Goal = Starting at the line that contains "Indicate one point per instance of the shredded" and ending at the last of the rows below, reproduce those lines, request included, with every x and y coordinate in the answers raised by 75.

Information supplied =

○ ○ ○ ○ ○

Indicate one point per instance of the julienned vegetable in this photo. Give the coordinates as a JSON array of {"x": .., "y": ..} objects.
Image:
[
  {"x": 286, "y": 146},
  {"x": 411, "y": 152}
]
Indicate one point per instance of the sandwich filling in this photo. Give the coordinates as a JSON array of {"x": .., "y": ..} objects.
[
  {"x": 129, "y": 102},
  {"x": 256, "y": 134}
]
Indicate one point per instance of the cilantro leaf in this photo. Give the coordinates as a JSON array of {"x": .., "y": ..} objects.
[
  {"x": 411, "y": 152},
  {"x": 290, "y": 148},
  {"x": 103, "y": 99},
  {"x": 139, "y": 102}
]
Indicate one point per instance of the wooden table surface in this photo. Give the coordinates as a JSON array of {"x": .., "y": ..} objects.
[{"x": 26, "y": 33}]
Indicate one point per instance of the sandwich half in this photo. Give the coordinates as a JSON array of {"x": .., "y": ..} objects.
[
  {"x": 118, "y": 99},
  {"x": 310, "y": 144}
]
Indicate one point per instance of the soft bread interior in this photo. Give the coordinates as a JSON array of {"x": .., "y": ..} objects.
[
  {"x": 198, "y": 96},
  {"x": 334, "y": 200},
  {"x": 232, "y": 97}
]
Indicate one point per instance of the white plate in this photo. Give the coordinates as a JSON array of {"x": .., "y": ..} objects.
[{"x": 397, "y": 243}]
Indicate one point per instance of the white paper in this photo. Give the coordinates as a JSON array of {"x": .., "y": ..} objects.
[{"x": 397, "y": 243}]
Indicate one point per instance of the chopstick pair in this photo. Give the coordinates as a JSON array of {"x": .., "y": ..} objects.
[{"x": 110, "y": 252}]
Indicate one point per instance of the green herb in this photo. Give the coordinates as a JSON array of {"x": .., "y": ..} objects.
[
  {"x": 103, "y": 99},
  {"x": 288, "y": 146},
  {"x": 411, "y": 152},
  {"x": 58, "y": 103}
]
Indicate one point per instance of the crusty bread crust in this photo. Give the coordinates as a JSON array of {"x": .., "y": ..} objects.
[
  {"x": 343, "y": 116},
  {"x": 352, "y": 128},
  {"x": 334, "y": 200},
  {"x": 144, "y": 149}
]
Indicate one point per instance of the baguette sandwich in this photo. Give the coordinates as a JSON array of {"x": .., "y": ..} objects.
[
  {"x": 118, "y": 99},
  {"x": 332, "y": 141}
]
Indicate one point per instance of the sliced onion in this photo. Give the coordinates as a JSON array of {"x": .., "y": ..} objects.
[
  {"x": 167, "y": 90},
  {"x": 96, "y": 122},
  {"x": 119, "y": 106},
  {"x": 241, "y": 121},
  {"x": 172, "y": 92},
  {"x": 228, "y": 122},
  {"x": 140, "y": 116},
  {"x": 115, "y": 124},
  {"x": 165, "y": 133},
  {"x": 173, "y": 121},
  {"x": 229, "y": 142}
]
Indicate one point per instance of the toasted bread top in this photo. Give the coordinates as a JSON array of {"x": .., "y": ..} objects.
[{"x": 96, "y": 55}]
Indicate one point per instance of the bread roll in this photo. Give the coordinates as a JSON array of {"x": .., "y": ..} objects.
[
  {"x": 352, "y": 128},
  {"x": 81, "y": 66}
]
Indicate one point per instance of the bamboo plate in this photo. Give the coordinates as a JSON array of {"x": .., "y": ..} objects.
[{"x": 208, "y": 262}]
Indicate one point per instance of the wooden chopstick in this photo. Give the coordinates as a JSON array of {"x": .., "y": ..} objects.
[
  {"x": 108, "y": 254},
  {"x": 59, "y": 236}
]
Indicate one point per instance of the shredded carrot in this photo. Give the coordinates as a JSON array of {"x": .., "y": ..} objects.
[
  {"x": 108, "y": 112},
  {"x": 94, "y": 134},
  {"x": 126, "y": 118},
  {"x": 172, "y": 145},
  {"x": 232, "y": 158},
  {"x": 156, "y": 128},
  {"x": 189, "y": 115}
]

○ ○ ○ ○ ○

Finished answer =
Indicate one point per instance of the shredded carrot in this photo. Give the coordinates as a JSON array of {"x": .., "y": ..} objects.
[
  {"x": 183, "y": 187},
  {"x": 169, "y": 209},
  {"x": 201, "y": 193},
  {"x": 247, "y": 220},
  {"x": 307, "y": 233},
  {"x": 231, "y": 203},
  {"x": 264, "y": 190}
]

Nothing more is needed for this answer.